__Set exercise 1__
In the blog post about the blood drive call, swap "RedCross" for "blood bank" and give everything from "o I have O neg" down to "me some more.".
__Set exercise 2__
In the blog post about the blood drive call, for how long did the writer ask to be taken off the calling list?
__Set exercise 3__
Pick up the blog post about the blood drive call after its final sentence and keep writing.

__Document section__
-- START --
Wednesday, November 18, 2009

Unintentional Lie

o I have O neg blood...which is gold for the blood drives. They call me...often...to get me to come in. DH and I decided that while we are going through this process, it would be best for me to keep all of my blood. So yesterday, I got a call from the RedCross begging me to come in. This is the 3rd call this week so I was getting a little tired of it. So while on the phone with this women I did the math and thought 'well how long will I need to not donate if this cycle works'. So I asked her to remove me from the calling list for about 9 months. Not thinking that this is usually what people say when they are pregnant. So the women goes "Oh my goodness, that is so wonderful. Congratulations. Is this your first?" I didn't have the heart to tell her no lady, I'm infertile and going through IVF....so instead I responded "yes." Then she proceeded to congratulate me some more.
-- END --
__Extracted records__
-- START --
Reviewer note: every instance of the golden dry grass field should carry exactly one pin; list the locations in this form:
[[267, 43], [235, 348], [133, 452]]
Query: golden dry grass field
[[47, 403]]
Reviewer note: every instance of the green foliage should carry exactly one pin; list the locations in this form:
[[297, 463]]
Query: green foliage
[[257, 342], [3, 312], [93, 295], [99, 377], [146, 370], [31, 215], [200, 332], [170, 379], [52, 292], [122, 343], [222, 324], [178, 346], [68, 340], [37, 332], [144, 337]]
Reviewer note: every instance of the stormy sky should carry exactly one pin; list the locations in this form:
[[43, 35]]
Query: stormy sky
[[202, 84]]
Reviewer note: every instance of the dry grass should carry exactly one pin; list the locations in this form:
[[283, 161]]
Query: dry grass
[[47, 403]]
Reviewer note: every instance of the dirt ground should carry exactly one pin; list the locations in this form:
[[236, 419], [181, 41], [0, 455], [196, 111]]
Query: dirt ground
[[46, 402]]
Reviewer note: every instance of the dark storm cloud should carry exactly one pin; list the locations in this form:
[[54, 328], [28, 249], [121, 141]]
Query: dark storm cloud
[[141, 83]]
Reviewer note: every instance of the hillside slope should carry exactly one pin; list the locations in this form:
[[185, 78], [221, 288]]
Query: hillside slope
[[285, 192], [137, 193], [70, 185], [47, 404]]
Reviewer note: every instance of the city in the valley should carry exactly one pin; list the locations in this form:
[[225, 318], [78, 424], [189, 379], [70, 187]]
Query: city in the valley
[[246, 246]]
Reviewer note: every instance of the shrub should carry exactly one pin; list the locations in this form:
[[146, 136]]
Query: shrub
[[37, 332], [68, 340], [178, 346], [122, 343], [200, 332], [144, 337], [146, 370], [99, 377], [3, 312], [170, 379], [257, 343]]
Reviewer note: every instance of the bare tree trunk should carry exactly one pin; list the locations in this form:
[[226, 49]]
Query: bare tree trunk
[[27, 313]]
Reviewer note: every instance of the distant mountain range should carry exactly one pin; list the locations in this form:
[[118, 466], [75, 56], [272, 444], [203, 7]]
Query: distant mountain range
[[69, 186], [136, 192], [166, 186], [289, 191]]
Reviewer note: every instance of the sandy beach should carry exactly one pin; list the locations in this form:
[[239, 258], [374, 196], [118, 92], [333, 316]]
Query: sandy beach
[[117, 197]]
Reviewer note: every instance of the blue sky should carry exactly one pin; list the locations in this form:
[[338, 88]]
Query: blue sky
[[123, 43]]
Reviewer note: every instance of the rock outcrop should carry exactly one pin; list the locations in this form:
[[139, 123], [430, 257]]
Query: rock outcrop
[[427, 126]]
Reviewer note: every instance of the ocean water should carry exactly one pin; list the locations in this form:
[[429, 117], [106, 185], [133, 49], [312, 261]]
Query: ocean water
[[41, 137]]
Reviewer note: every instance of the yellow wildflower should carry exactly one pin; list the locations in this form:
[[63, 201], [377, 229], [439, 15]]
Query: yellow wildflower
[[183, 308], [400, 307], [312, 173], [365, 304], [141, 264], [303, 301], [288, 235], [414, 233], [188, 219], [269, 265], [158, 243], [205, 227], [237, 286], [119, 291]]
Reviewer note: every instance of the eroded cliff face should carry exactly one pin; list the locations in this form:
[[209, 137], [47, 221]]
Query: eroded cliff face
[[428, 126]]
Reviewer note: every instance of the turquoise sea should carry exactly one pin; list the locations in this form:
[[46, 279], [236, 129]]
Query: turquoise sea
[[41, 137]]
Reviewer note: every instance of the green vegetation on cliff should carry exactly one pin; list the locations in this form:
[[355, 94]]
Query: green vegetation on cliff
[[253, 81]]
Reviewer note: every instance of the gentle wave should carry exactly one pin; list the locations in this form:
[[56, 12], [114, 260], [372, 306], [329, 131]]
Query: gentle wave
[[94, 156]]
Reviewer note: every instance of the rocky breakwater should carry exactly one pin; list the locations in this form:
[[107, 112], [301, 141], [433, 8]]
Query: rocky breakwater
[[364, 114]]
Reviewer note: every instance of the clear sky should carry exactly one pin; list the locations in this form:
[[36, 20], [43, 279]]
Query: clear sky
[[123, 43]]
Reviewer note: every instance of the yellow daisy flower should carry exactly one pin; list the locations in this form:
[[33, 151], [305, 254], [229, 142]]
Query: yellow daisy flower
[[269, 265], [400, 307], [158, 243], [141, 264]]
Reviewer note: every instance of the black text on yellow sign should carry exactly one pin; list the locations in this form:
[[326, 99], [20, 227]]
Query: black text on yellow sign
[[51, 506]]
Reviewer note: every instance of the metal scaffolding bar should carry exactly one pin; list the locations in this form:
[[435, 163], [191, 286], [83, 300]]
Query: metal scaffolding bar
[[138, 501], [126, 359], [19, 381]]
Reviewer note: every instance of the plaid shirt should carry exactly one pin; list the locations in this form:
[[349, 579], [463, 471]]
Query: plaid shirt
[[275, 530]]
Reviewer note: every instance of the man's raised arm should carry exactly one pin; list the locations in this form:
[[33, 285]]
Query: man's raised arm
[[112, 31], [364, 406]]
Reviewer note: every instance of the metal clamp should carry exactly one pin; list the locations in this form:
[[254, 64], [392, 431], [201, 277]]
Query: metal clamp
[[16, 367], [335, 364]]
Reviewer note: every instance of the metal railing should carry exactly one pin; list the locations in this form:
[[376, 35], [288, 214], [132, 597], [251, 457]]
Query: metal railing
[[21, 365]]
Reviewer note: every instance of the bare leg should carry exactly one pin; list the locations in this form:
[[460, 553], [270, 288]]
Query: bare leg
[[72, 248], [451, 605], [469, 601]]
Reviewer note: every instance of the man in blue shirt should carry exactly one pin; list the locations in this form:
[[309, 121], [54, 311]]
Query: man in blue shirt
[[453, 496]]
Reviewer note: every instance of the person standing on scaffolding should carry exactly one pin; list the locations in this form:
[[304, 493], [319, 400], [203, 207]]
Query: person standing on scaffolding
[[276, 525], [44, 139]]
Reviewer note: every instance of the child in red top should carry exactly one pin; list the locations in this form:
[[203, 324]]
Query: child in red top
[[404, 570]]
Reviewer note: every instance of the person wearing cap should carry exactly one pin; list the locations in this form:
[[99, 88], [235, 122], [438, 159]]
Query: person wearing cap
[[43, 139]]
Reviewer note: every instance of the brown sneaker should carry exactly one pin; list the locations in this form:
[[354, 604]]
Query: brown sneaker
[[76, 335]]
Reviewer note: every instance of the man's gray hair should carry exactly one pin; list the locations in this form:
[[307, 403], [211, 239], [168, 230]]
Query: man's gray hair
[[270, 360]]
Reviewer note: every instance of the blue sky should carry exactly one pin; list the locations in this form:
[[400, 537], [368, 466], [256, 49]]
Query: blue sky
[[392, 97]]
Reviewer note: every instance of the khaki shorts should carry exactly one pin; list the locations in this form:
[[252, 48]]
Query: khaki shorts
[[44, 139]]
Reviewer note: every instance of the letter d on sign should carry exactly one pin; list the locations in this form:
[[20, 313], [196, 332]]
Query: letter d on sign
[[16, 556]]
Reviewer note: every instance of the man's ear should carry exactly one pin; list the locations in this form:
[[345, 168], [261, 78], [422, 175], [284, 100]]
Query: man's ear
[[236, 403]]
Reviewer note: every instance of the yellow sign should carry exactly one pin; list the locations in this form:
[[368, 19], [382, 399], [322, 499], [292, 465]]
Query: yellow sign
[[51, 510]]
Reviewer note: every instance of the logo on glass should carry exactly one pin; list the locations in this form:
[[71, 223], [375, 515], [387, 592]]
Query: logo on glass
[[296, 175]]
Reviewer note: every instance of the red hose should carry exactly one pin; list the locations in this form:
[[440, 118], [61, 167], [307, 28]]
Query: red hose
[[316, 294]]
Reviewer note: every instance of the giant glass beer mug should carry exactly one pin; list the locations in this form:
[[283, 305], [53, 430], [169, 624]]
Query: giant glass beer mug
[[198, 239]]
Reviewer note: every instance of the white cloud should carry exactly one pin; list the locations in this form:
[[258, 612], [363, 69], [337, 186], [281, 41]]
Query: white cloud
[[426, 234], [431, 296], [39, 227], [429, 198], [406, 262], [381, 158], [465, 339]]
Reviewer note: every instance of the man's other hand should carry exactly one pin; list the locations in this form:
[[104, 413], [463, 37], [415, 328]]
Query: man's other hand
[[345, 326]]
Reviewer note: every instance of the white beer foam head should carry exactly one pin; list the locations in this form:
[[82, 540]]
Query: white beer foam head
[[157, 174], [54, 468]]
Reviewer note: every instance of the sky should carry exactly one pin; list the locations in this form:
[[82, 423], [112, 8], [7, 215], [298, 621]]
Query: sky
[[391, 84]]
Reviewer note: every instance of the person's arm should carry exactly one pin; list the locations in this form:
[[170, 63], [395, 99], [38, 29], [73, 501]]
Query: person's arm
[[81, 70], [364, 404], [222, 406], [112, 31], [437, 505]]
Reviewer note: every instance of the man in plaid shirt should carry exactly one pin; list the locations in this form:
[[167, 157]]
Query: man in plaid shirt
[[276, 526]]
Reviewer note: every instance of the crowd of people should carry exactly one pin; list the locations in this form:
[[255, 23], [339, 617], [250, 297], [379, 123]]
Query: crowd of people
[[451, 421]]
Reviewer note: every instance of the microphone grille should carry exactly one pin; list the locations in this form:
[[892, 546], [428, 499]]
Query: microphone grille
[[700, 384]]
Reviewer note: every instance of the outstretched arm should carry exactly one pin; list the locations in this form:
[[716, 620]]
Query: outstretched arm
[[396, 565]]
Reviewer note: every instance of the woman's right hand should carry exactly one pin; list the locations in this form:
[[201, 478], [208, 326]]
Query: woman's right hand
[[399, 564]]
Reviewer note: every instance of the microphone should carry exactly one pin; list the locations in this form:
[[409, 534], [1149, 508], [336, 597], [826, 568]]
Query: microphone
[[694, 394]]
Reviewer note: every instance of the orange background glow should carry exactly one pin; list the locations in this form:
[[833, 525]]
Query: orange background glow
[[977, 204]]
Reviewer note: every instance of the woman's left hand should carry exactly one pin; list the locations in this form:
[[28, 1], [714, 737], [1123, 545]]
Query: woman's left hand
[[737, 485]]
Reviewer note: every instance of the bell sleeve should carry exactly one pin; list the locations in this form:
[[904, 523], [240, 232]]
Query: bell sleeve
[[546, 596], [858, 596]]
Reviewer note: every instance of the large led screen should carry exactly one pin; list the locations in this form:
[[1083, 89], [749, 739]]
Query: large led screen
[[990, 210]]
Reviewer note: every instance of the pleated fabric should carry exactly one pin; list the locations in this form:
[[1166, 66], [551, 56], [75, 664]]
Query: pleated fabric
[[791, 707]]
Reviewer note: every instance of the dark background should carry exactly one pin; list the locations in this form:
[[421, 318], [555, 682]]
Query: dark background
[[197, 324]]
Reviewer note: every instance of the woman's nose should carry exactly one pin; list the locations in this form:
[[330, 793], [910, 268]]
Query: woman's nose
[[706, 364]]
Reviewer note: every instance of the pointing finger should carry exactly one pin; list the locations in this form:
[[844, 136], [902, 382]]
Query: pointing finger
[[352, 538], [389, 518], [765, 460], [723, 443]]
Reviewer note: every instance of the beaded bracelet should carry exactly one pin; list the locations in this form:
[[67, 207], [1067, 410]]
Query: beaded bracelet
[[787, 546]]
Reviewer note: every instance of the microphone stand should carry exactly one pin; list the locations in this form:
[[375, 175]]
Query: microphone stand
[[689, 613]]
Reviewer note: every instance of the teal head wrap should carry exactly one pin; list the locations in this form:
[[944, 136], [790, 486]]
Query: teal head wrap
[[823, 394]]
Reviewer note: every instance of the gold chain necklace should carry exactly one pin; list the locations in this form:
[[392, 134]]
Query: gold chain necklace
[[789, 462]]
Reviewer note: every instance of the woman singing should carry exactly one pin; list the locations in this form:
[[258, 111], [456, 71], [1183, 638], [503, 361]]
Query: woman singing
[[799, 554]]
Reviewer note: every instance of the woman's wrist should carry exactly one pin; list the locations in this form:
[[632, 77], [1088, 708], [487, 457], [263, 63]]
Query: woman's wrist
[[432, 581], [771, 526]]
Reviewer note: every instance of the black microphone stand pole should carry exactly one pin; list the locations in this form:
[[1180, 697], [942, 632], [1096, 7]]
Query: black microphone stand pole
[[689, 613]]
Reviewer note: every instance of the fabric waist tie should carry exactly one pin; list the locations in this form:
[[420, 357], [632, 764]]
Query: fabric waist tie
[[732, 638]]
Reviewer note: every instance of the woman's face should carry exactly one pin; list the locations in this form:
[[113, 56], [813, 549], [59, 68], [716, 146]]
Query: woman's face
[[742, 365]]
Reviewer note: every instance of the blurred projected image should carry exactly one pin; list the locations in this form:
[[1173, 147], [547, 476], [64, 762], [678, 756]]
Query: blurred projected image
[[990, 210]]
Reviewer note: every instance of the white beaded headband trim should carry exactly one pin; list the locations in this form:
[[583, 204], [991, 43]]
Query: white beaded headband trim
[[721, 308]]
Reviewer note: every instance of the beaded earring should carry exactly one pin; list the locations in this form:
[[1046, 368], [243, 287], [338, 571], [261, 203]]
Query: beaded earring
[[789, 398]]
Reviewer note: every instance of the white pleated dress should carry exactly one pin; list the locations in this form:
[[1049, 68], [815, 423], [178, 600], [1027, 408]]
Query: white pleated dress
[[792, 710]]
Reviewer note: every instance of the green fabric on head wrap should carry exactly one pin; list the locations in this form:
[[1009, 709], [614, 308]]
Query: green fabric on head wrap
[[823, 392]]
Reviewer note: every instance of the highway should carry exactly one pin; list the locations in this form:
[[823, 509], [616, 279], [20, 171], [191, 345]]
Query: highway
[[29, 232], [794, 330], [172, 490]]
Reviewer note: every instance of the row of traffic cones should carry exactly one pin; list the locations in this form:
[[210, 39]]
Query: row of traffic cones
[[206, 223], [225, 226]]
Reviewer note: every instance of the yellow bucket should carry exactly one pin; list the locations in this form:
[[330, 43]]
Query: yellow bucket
-- END --
__Written answer 1__
o I have O neg blood...which is gold for the blood drives. They call me...often...to get me to come in. DH and I decided that while we are going through this process, it would be best for me to keep all of my blood. So yesterday, I got a call from the blood bank begging me to come in. This is the 3rd call this week so I was getting a little tired of it. So while on the phone with this women I did the math and thought 'well how long will I need to not donate if this cycle works'. So I asked her to remove me from the calling list for about 9 months. Not thinking that this is usually what people say when they are pregnant. So the women goes "Oh my goodness, that is so wonderful. Congratulations. Is this your first?" I didn't have the heart to tell her no lady, I'm infertile and going through IVF....so instead I responded "yes." Then she proceeded to congratulate me some more.

__Written answer 2__
About 9 months.

__Written answer 3__
After I got off the phone I felt just awful about going along with a lie. It stung pretty bad to tell a lie that I wanted so badly to be reality. Hard lesson learned.

Thursday, November 12, 2009

Wedding Recap ("borrowed" from Sew Infertile")

Thanks for the idea Sew Infertile!  Love it!

1.  1. Where/how did you meet: We met at the University of Miami.  I was an undergrad and he was my TA.  Scandalous!

2. 2. How long have you known each other: 7  years

3. How long after you met did you start dating: We met a year before we started dating.  The following year…during band camp (yes, yes I know…it was this one time at band camp) we started dating after a hurricane party at my house. And yes, when you live in Miami, you have hurricane parties the second that school is cancelled.

4. How long did you date before you were engaged: We dated for a year and a half 

5. How long was your engagement: 1 ½ years…he wanted a long engagement…I didn’t.  He won.

6. How long have you been married: Almost 3 years

7. What is your anniversary: May 19th

8. How many people came to your wedding reception: 110

9. What kind of cake did you serve: Key lime cake with key lime frosting….and I can’t remember what the other 2 layers were.

10. Where was your wedding: Key West, Florida.  We wanted a destination wedding so that we would have a smaller guest list.  FAIL!  Everyone we invited showed up.  Guess everyone loves Key West as much as we do!  We were married on a dock over the water and had our reception outdoors at a place called Kelly’s (which is the old PanAm headquarters)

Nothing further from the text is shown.